**Input rows:**
-*-

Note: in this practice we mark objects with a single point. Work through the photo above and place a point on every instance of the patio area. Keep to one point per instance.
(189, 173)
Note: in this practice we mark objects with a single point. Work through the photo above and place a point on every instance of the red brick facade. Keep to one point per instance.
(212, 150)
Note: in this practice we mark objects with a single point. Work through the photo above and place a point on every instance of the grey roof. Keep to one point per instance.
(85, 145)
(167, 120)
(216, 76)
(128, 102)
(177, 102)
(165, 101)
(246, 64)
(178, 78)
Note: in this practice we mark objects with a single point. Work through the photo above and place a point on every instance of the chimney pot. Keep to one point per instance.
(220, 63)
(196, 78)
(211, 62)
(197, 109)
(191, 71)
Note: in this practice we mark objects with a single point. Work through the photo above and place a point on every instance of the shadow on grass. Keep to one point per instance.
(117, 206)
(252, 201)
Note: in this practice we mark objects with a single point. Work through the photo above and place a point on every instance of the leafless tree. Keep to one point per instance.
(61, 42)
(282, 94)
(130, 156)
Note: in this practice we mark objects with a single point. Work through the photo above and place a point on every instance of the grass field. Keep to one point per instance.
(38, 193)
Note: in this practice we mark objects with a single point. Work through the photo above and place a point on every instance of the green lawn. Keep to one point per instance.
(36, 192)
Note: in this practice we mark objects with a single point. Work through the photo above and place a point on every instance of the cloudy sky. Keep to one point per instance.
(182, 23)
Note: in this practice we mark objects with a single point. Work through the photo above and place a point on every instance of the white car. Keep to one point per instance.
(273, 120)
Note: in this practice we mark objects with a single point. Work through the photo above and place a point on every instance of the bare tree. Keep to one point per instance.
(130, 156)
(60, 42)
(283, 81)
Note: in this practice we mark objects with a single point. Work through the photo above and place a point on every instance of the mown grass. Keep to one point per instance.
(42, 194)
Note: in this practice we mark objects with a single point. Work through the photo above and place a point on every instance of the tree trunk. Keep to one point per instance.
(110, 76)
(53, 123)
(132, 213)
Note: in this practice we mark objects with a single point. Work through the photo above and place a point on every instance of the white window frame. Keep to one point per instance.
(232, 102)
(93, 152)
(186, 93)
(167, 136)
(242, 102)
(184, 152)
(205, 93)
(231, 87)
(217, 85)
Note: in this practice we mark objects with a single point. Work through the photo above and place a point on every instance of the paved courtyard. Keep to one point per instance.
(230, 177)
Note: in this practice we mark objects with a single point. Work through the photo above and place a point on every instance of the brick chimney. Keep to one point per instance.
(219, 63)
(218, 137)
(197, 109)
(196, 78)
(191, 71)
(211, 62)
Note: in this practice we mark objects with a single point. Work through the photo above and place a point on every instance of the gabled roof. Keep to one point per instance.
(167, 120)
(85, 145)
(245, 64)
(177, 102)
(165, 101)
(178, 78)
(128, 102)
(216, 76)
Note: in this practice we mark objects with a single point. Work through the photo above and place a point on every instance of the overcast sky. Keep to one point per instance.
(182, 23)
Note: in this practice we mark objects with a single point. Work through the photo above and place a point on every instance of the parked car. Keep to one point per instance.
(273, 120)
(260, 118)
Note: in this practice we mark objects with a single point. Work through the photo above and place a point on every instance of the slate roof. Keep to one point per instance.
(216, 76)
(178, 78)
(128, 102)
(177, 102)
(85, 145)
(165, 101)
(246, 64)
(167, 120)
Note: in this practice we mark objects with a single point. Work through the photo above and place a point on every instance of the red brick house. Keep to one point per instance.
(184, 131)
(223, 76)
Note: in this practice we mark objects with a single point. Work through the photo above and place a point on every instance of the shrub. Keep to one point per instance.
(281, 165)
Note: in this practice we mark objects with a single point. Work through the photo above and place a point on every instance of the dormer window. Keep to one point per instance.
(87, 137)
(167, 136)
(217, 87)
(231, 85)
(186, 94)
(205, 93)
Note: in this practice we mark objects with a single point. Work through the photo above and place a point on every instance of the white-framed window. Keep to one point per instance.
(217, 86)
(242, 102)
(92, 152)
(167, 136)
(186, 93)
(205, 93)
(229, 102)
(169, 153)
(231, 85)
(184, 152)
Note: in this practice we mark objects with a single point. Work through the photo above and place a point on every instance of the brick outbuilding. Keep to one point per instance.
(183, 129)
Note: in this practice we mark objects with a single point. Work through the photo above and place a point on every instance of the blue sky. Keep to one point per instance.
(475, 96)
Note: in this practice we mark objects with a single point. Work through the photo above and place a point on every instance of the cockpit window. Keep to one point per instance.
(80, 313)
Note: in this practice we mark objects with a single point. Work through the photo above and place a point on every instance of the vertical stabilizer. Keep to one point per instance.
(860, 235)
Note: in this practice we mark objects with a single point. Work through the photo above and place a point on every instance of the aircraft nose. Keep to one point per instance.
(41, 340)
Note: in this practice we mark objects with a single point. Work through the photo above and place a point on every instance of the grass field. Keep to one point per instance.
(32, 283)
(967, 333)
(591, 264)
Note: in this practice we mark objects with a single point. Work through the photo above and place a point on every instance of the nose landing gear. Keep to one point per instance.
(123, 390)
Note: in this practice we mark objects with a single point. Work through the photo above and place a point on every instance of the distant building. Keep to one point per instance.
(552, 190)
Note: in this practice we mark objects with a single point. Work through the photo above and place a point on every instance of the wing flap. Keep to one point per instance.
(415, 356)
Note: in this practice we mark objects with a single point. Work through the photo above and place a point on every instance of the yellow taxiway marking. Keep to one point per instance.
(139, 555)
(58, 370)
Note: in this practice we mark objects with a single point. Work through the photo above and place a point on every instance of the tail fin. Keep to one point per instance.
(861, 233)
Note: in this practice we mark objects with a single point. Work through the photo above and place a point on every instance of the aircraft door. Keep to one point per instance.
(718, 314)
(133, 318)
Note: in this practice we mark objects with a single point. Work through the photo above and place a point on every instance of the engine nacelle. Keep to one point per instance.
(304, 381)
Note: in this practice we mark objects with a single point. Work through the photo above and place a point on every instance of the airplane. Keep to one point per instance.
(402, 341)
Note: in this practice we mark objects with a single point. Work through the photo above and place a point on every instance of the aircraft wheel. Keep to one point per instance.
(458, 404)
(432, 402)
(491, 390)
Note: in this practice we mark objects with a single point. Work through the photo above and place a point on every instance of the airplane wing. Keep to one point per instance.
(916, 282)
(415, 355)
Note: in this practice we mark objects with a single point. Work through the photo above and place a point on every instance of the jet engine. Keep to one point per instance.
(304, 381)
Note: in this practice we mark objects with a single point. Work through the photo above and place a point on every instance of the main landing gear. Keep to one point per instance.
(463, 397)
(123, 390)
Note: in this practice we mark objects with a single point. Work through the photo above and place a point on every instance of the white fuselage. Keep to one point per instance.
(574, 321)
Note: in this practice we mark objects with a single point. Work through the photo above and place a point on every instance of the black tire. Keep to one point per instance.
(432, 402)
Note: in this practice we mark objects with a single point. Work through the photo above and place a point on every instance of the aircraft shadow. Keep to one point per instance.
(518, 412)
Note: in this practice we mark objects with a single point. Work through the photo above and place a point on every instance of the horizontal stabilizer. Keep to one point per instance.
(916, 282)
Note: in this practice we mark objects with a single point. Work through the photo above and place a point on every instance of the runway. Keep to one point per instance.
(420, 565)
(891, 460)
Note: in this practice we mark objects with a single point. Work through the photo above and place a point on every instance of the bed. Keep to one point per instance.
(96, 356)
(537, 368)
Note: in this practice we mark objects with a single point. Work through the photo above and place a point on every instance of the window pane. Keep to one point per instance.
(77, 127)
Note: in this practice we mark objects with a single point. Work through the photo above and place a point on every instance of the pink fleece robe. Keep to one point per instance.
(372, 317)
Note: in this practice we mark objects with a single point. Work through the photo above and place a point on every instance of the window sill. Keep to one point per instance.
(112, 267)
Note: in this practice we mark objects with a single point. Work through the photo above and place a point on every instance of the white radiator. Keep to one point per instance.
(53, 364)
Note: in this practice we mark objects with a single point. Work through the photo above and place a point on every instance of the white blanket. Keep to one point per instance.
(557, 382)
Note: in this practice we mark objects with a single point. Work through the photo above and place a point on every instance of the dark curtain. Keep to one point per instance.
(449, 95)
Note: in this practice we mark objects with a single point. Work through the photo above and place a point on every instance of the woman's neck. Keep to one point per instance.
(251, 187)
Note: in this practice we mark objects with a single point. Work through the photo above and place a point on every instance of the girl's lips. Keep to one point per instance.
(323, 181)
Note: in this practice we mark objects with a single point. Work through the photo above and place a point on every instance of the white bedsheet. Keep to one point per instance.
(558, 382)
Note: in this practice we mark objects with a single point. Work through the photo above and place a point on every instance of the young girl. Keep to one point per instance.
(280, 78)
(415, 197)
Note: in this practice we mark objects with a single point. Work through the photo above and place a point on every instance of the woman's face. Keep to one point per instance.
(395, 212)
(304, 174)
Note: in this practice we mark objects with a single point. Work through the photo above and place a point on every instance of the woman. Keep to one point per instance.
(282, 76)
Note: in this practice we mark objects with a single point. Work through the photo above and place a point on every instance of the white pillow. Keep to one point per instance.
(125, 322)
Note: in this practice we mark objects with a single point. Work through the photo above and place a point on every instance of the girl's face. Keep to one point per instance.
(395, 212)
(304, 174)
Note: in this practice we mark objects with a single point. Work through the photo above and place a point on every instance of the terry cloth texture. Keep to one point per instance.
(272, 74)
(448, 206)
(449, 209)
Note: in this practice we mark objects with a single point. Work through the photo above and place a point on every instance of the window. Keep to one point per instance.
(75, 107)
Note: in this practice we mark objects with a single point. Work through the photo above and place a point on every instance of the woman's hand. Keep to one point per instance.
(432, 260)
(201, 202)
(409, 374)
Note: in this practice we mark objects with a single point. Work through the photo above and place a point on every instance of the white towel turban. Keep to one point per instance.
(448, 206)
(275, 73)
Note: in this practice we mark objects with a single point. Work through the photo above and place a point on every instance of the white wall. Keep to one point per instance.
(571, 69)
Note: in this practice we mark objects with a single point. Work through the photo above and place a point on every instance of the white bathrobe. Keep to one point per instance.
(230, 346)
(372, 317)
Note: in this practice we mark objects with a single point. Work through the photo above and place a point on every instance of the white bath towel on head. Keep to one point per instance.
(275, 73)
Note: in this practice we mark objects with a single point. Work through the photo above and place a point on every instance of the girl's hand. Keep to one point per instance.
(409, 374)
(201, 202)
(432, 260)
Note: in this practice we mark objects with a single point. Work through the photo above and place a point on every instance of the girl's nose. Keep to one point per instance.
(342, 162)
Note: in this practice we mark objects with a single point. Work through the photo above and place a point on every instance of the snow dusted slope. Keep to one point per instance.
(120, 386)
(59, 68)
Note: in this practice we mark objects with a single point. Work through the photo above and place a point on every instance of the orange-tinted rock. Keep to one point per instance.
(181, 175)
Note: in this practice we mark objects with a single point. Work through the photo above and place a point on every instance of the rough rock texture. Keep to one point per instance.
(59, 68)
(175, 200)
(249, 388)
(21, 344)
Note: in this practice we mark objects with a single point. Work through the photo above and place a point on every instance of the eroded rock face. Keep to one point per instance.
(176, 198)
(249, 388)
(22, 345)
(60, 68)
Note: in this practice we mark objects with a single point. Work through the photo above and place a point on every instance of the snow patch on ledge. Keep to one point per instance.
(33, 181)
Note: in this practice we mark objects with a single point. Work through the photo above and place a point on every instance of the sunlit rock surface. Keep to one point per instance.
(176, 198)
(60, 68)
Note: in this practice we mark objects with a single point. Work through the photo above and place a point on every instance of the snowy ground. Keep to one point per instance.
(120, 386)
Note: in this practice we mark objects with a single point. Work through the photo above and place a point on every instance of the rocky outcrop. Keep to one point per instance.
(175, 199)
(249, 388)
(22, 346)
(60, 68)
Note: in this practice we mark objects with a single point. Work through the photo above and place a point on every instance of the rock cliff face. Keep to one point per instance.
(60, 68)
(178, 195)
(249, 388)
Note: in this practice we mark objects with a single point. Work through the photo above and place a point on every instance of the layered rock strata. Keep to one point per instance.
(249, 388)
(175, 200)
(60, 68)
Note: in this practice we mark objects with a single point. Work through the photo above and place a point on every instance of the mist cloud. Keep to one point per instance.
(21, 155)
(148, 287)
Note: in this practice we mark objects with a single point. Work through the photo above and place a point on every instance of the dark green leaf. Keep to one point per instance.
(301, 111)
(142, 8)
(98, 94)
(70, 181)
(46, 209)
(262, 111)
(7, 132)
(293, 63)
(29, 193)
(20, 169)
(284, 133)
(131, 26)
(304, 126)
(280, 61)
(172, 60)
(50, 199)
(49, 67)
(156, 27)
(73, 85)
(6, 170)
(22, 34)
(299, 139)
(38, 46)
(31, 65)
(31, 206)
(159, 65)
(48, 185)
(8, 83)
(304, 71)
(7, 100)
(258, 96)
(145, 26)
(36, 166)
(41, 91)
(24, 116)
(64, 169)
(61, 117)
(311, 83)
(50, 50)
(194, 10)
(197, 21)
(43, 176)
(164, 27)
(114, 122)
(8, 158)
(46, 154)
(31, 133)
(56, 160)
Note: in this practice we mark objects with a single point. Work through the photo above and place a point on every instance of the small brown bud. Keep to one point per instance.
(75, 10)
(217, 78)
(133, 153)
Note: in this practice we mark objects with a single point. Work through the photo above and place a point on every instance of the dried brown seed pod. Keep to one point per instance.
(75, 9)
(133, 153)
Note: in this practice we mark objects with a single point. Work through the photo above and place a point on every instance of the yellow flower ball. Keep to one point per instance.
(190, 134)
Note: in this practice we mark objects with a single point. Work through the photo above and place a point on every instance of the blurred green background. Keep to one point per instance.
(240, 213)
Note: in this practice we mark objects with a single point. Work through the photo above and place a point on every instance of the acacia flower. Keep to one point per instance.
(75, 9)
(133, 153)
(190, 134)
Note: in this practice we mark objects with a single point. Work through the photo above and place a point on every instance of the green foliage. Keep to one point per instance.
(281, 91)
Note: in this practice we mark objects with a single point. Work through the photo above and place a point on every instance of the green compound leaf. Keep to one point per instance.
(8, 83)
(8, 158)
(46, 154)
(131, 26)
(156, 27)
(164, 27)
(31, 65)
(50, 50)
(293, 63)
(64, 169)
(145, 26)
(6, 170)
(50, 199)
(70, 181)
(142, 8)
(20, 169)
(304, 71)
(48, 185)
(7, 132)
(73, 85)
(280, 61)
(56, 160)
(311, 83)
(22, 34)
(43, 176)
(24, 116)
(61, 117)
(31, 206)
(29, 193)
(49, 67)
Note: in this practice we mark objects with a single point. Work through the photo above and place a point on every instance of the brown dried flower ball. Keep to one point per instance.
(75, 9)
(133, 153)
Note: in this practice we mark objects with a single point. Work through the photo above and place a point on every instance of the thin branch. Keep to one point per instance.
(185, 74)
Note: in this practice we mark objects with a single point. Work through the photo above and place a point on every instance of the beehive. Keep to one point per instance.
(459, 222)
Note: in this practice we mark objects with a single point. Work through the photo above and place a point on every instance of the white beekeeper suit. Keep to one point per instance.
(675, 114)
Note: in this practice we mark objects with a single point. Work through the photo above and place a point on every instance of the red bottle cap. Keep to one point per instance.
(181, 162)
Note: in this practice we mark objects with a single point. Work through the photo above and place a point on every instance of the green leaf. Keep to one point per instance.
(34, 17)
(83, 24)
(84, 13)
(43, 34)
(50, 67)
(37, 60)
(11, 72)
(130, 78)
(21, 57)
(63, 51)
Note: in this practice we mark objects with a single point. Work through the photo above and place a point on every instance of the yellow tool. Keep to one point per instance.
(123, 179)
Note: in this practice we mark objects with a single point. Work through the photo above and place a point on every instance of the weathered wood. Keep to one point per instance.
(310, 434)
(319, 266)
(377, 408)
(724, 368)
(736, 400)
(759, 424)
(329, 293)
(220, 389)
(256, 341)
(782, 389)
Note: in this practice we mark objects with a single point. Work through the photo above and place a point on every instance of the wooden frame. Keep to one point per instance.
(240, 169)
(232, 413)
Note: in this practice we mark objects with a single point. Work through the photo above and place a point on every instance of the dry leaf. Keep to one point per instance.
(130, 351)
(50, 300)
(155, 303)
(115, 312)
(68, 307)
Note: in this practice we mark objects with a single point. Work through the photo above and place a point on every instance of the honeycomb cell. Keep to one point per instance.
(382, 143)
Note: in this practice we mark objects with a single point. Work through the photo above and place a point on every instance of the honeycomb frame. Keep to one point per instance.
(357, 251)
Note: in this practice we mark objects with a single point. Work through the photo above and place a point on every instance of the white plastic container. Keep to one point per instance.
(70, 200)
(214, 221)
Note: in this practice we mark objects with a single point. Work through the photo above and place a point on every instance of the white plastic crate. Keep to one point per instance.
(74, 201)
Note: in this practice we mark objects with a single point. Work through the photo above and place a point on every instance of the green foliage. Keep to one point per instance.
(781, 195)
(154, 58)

-*-

**Aim of the task:** Only the lines from the one containing "wooden frame. Keep to one point per instance." through the end of the material should be reproduced, exactly, with both ends included.

**Result:**
Note: in this practice we mark objects with a single point. Work through the photo above and place a point on every instance of the wooden frame. Keep to one point per instance.
(240, 169)
(232, 413)
Note: in this practice we mark objects with a single point. Work through the photo above and place a point on every instance of the dry leaf. Keep to one point per instance.
(130, 351)
(50, 300)
(155, 303)
(115, 312)
(68, 307)
Note: in this practice we mark objects with a single point. Work through the photo above and place a point on every instance of the honeycomb cell. Keep to one point per instance.
(382, 143)
Note: in this practice we mark objects with a single point. Work through the photo above and place a point on every instance of the honeycomb frame. Keep to one point per instance.
(357, 251)
Note: in this practice we mark objects with a single point. Work through the photo above and place a point on every instance of the white plastic container. Keep to one point per instance.
(70, 200)
(214, 221)
Note: in this practice we mark objects with a single point. Work through the photo above and place a point on every instance of the white plastic crate. Keep to one point per instance.
(74, 201)
Note: in this practice we mark objects with a single point. Work through the photo above and place a point on every instance of the green foliage. Keep to one point per instance.
(781, 195)
(154, 58)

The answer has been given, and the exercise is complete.